* What this task involves
Transcribe each line below verbatim; pictures excluded.
Provided material section start
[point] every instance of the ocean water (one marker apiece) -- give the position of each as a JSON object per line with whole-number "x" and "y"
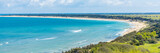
{"x": 48, "y": 35}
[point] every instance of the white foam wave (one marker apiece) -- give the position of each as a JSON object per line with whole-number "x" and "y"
{"x": 75, "y": 31}
{"x": 81, "y": 42}
{"x": 46, "y": 38}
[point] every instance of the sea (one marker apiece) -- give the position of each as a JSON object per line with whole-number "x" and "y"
{"x": 54, "y": 35}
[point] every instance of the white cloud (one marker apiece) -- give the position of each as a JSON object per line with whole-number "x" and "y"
{"x": 153, "y": 3}
{"x": 42, "y": 3}
{"x": 66, "y": 2}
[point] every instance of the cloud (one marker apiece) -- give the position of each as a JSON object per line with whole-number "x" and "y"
{"x": 153, "y": 3}
{"x": 41, "y": 3}
{"x": 113, "y": 2}
{"x": 66, "y": 2}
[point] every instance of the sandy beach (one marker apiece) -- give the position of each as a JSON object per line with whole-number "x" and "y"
{"x": 135, "y": 26}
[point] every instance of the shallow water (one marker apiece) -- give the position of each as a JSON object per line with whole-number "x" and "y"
{"x": 48, "y": 35}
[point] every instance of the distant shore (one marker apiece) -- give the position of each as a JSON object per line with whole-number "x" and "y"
{"x": 135, "y": 26}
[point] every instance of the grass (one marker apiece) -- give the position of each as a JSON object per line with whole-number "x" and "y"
{"x": 153, "y": 48}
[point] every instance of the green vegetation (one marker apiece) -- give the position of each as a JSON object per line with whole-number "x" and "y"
{"x": 109, "y": 48}
{"x": 134, "y": 42}
{"x": 153, "y": 48}
{"x": 144, "y": 41}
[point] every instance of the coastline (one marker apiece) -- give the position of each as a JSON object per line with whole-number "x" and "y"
{"x": 135, "y": 26}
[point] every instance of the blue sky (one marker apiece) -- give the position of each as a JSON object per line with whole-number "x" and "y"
{"x": 79, "y": 6}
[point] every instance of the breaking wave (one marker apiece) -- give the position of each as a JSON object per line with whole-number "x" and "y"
{"x": 46, "y": 38}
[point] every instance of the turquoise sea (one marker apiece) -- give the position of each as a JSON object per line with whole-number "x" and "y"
{"x": 48, "y": 35}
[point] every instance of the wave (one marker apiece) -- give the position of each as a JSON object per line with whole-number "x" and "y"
{"x": 75, "y": 31}
{"x": 81, "y": 42}
{"x": 46, "y": 38}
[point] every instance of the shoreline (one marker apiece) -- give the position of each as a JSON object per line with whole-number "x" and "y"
{"x": 135, "y": 25}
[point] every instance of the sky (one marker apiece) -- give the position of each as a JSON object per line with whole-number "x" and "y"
{"x": 79, "y": 6}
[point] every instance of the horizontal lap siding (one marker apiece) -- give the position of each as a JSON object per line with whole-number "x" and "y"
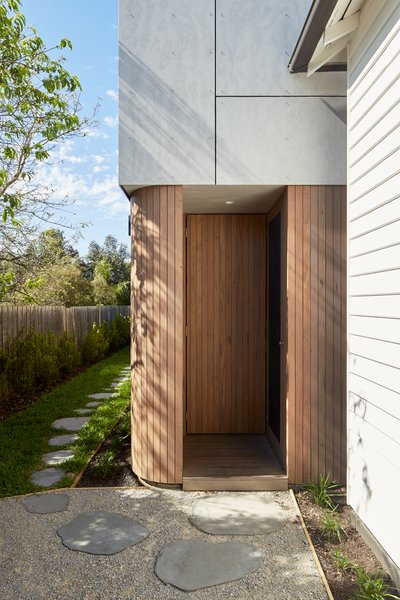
Provided material section end
* Exercise solution
[point] every instance of the ocean water (one marker apiece) -- give the position of each as a JSON object per line with whole-number "x" and "y"
{"x": 48, "y": 35}
[point] every instance of the white foam wave (one marker apiece) -- give the position of each as a JSON object per line with whole-number "x" and "y"
{"x": 75, "y": 31}
{"x": 81, "y": 42}
{"x": 46, "y": 38}
[point] every instance of the sea (one marker apiece) -- give the position of each as a JSON object per line with whole-number "x" and "y"
{"x": 54, "y": 35}
[point] every instance of the white cloud (one marker apiece) -- give the position of each as a JSON object per line with whole-number "x" and "y"
{"x": 153, "y": 3}
{"x": 42, "y": 3}
{"x": 66, "y": 2}
[point] every instance of the cloud (one marker apiece) -- give the position of each as a JSON object per line with whole-number "x" and "y"
{"x": 153, "y": 3}
{"x": 41, "y": 3}
{"x": 113, "y": 2}
{"x": 66, "y": 2}
[point] every instance of the sandy beach (one marker apiece) -- give the position of each as a JSON object per line with whole-number "x" and "y"
{"x": 135, "y": 26}
[point] every instance of the shallow water (one marker apiece) -- give the position of each as a JSON object per line with whole-number "x" and "y"
{"x": 48, "y": 35}
[point] every instance of the distant shore (one marker apiece) -- give the position of each as a JSON object per line with whole-number "x" and "y"
{"x": 135, "y": 26}
[point] every instance of the grass (one marker apiece) -- give the position of each as a JSON object per line with whole-number "x" and "y"
{"x": 153, "y": 48}
[point] every instance of the green vegetation (one marker apiece) -- give the position of each as a JSON object per line with whole-number "x" and "y"
{"x": 109, "y": 48}
{"x": 134, "y": 42}
{"x": 153, "y": 48}
{"x": 144, "y": 41}
[point] every instance of the coastline (one marker apiece) -- give the position of each as a JSON object per line with whole-number "x" and "y"
{"x": 135, "y": 26}
[point] every instance of the blue sky (one marker apiece) -- give the position of each as a JSON object per line with whole-number "x" and "y"
{"x": 79, "y": 6}
[point] every instance of the breaking wave (one marker apiece) -- give the position of each as a JSON object per line with whole-number "x" and "y"
{"x": 46, "y": 38}
[point] every instance of the turquoise sea (one marker apiece) -- give the position of each as a JSON object per line with whole-number "x" and "y"
{"x": 48, "y": 35}
[point] every instance of the wave (one marker apiece) -- give the position of each as a JSON object per line with whole-number "x" and "y"
{"x": 75, "y": 31}
{"x": 81, "y": 42}
{"x": 46, "y": 38}
[point] every instance of the shoreline (one marker apiece) -- give the position of each as a JSON object per line with whole-number "x" and "y"
{"x": 135, "y": 25}
[point] every instance of the sky (one marker apiece) -- give the position of each as a JSON object per line with whole-number "x" and "y"
{"x": 79, "y": 6}
[point] every instance of the horizontal lap siding (one marker apiece) -- give the position of each as a JSON object per line with whole-number "x" and "y"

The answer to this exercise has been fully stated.